TEXTO DE LECTURA:
□ □ □ □ □ □ □

En mi viaje a África, escribe Delacroix en su diario, sólo empecé a hacer algo medianamente aceptable, una vez que hube olvidado los pequeños detalles (…). Hasta entonces me había obsesionado el amor a la exactitud que la mayoría toma por la verdad.

No parece ésta una observación suficiente para sospechar que Delacroix, el pintor más romántico, estuviera influido por el platonismo, pero la nota merece algún comentario. Lo primero que destaca en ella es el malestar que genera en el artista el sometimiento de la imaginación a la multitud de detalles que asfixian su sensibilidad y no hacen sino ocultar lo verdaderamente relevante. Lo segundo, que sólo cuando esos detalles, esa multiplicidad de datos sensibles, se han disuelto en el olvido, parece que se despeja el campo de la visión.

La historia de la estética, ha reconocido el poco crédito que le merecía a Platón el arte de la pintura, al estar ésta sometida al influjo perturbador del color y el aspecto externo de las cosas. Aunque parezca improbable la conjetura, no creo excesivo indagar en esta dirección. Delacroix confiesa en esas palabras la necesidad que tiene él, como artista, de olvidar, a fin de recuperar la auténtica experiencia de África.

□ □ □ □ □ □ □

Datos de señalamiento mediante expresiones referenciales
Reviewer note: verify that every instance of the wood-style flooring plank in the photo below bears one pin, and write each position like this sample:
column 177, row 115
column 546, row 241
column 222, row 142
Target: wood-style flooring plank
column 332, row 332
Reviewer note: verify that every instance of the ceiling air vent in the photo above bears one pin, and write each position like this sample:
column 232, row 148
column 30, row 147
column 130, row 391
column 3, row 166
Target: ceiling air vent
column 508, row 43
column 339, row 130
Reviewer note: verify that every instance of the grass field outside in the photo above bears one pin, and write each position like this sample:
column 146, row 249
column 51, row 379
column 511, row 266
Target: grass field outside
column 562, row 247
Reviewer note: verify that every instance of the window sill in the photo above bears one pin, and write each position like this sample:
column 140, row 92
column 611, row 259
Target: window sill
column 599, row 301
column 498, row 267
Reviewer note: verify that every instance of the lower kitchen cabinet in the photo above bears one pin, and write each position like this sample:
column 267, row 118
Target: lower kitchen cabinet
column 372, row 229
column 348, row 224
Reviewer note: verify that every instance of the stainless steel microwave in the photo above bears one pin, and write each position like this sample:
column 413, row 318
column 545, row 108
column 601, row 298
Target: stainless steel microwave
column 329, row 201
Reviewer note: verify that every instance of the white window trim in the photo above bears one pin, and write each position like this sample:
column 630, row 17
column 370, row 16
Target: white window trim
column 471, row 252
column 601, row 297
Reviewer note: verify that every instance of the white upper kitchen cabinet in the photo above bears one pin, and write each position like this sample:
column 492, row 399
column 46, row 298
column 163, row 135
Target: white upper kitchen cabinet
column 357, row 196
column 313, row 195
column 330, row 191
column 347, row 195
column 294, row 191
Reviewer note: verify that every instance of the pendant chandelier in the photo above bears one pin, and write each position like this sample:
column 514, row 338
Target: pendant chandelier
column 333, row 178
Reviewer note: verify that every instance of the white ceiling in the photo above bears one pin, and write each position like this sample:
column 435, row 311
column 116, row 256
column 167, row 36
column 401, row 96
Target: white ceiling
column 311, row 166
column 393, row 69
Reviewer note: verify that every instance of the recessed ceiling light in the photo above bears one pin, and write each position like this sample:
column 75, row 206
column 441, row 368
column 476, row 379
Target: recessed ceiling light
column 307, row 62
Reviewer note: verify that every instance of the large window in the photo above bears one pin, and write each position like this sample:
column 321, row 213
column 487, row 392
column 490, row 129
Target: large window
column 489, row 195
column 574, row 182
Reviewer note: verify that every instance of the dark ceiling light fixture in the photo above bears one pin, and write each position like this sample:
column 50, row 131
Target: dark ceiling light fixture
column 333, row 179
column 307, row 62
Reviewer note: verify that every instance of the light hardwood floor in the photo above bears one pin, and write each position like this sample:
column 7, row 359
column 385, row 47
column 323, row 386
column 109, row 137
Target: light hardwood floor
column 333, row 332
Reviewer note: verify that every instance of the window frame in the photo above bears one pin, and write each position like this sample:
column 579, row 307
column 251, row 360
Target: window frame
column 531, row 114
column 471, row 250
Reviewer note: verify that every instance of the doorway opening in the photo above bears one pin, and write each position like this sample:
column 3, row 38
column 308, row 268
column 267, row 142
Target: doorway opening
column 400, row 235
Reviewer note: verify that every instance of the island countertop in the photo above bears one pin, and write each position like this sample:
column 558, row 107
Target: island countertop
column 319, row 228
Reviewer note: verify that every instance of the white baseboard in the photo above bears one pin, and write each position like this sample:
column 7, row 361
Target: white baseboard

□ □ □ □ □ □ □

ENUNCIADO DEL EJERCICIO: Enumera todos los nombres propios que aparecen en el texto sobre Delacroix, tanto de persona como de lugar. Los registros no tienen relación alguna con el texto.

RESPUESTA: Delacroix, África, Platón